#### [WHAT IS REQUIRED]
Reproduce every entry exactly as given.

#### [GIVEN DATA]
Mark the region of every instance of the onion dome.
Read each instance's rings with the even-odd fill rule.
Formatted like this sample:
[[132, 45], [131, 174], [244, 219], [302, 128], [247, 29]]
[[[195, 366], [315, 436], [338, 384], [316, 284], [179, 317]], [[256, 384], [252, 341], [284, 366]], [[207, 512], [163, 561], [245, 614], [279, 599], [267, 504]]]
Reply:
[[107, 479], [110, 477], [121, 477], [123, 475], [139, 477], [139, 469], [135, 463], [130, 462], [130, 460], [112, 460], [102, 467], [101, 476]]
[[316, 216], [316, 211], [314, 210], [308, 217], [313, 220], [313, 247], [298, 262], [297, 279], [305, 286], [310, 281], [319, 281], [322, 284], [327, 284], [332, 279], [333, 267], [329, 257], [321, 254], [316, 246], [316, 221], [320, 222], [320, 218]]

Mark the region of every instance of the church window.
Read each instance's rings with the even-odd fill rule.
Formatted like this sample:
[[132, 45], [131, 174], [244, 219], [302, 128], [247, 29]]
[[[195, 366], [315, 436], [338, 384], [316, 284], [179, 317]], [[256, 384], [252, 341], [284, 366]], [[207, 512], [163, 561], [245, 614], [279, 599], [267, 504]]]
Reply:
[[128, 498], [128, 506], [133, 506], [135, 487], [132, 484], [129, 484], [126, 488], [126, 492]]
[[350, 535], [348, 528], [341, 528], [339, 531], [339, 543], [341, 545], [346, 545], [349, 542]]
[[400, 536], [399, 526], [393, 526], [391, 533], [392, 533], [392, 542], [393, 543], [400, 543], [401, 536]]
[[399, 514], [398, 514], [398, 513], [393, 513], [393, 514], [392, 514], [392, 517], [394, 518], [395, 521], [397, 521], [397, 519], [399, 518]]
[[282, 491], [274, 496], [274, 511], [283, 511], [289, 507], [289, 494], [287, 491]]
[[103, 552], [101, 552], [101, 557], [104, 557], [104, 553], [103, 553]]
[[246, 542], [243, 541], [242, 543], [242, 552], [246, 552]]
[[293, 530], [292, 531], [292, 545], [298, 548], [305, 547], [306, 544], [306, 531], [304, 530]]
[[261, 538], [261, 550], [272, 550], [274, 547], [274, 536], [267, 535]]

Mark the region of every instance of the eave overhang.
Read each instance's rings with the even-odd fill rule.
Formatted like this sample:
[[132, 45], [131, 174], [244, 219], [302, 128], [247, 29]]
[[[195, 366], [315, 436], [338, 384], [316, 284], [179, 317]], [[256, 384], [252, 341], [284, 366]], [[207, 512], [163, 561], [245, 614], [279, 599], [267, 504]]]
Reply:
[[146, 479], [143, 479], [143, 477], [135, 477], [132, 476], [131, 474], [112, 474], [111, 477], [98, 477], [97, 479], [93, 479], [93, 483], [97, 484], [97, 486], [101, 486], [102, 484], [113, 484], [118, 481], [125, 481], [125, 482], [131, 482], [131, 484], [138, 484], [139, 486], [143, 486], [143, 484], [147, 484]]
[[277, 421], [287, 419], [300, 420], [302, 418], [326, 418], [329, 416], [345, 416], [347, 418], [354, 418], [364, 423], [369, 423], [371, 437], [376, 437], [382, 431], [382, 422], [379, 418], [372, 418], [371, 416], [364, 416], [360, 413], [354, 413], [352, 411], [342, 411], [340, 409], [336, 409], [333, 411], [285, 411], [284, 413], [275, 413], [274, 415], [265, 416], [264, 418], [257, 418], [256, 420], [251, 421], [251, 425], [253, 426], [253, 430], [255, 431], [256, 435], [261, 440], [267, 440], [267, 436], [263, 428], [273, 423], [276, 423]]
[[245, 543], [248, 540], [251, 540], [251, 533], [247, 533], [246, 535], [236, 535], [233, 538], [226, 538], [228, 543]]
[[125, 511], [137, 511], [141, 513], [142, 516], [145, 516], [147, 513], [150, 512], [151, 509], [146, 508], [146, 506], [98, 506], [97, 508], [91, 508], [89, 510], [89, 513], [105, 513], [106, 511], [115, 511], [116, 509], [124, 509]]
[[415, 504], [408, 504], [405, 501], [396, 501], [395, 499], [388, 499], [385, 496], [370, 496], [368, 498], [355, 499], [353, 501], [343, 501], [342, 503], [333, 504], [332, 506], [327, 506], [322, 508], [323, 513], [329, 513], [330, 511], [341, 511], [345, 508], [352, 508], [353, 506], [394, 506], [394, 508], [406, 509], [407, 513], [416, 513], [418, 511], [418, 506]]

#### [ANSWER TO THE EXERCISE]
Mark the region of every instance of the onion dome.
Read each instance's rings with the even-odd fill rule.
Formatted like this sample:
[[132, 45], [131, 174], [244, 219], [302, 128], [247, 29]]
[[[195, 366], [315, 436], [338, 384], [316, 284], [179, 317]], [[256, 384], [252, 341], [284, 366]], [[207, 512], [163, 561], [245, 614], [279, 599], [267, 504]]]
Reply:
[[107, 479], [110, 477], [121, 477], [123, 475], [139, 477], [139, 469], [135, 463], [130, 462], [130, 460], [112, 460], [102, 467], [101, 476]]
[[316, 216], [316, 211], [314, 210], [308, 217], [313, 220], [313, 247], [298, 262], [297, 279], [305, 286], [310, 281], [319, 281], [322, 284], [327, 284], [332, 279], [333, 267], [329, 257], [321, 254], [316, 246], [316, 221], [320, 222], [320, 218]]

Mark the region of every instance of the church window.
Read each instance's rings with the even-odd fill rule.
Formatted like this sample:
[[132, 45], [131, 174], [244, 219], [302, 128], [247, 29]]
[[[195, 366], [315, 436], [338, 384], [316, 284], [179, 317]], [[256, 384], [252, 341], [284, 366]], [[207, 512], [163, 561], [245, 614], [279, 599], [267, 504]]]
Reply:
[[128, 498], [128, 506], [133, 506], [135, 487], [132, 484], [129, 484], [126, 488], [126, 492]]
[[350, 535], [348, 528], [341, 528], [339, 531], [339, 543], [341, 545], [346, 545], [349, 542]]
[[400, 536], [399, 526], [393, 526], [391, 533], [392, 533], [392, 542], [393, 543], [400, 543], [401, 536]]
[[399, 514], [398, 514], [398, 513], [393, 513], [393, 514], [392, 514], [392, 517], [394, 518], [395, 521], [397, 521], [397, 519], [399, 518]]
[[282, 491], [274, 496], [274, 511], [283, 511], [289, 507], [289, 494], [287, 491]]
[[103, 552], [101, 552], [101, 557], [104, 557], [104, 553], [103, 553]]
[[246, 542], [243, 541], [242, 543], [242, 552], [246, 552]]
[[293, 530], [292, 531], [292, 545], [298, 548], [305, 547], [306, 544], [306, 531], [304, 530]]
[[261, 538], [261, 550], [272, 550], [274, 547], [274, 536], [267, 535]]

Mark the region of every instance of the eave overhang.
Read each instance's rings with the even-odd fill rule.
Formatted like this sample:
[[132, 45], [131, 174], [244, 219], [302, 128], [247, 29]]
[[[195, 366], [315, 436], [338, 384], [316, 284], [179, 317]], [[256, 384], [252, 341], [284, 366]], [[207, 512], [163, 561], [245, 614], [279, 599], [267, 504]]]
Reply:
[[146, 479], [143, 479], [143, 477], [135, 477], [132, 476], [131, 474], [112, 474], [111, 477], [98, 477], [97, 479], [93, 479], [93, 483], [97, 484], [97, 486], [101, 486], [102, 484], [113, 484], [118, 481], [125, 481], [125, 482], [131, 482], [131, 484], [138, 484], [139, 486], [143, 486], [143, 484], [147, 484]]
[[277, 421], [287, 419], [300, 420], [302, 418], [326, 418], [329, 416], [345, 416], [347, 418], [354, 418], [364, 423], [369, 423], [371, 437], [376, 437], [382, 431], [382, 422], [379, 418], [372, 418], [371, 416], [364, 416], [360, 413], [354, 413], [352, 411], [342, 411], [340, 409], [336, 409], [333, 411], [285, 411], [284, 413], [275, 413], [274, 415], [265, 416], [264, 418], [257, 418], [256, 420], [251, 421], [251, 425], [253, 426], [253, 430], [255, 431], [256, 435], [261, 440], [267, 440], [267, 436], [263, 428], [273, 423], [276, 423]]
[[245, 543], [248, 540], [251, 540], [251, 533], [247, 533], [246, 535], [236, 535], [233, 538], [226, 538], [228, 543]]
[[125, 511], [137, 511], [141, 513], [142, 516], [145, 516], [147, 513], [150, 512], [151, 509], [146, 508], [146, 506], [98, 506], [97, 508], [91, 508], [89, 510], [89, 513], [105, 513], [106, 511], [115, 511], [116, 509], [124, 509]]
[[415, 504], [408, 504], [405, 501], [396, 501], [395, 499], [388, 499], [385, 496], [370, 496], [368, 498], [355, 499], [353, 501], [343, 501], [342, 503], [333, 504], [332, 506], [327, 506], [322, 508], [323, 513], [329, 513], [330, 511], [341, 511], [345, 508], [352, 508], [353, 506], [394, 506], [394, 508], [406, 509], [407, 513], [416, 513], [418, 511], [418, 506]]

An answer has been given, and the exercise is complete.